-- START OF Records shown --

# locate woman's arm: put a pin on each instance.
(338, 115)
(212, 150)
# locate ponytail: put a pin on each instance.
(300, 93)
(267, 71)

-- END OF Records shown --

● Task directions:
Copy out every line of the data above without changing anything.

● The response:
# locate woman's arm: put a pin on each instance.
(338, 115)
(212, 150)
# locate ponytail: put a pin on each instance.
(300, 93)
(267, 71)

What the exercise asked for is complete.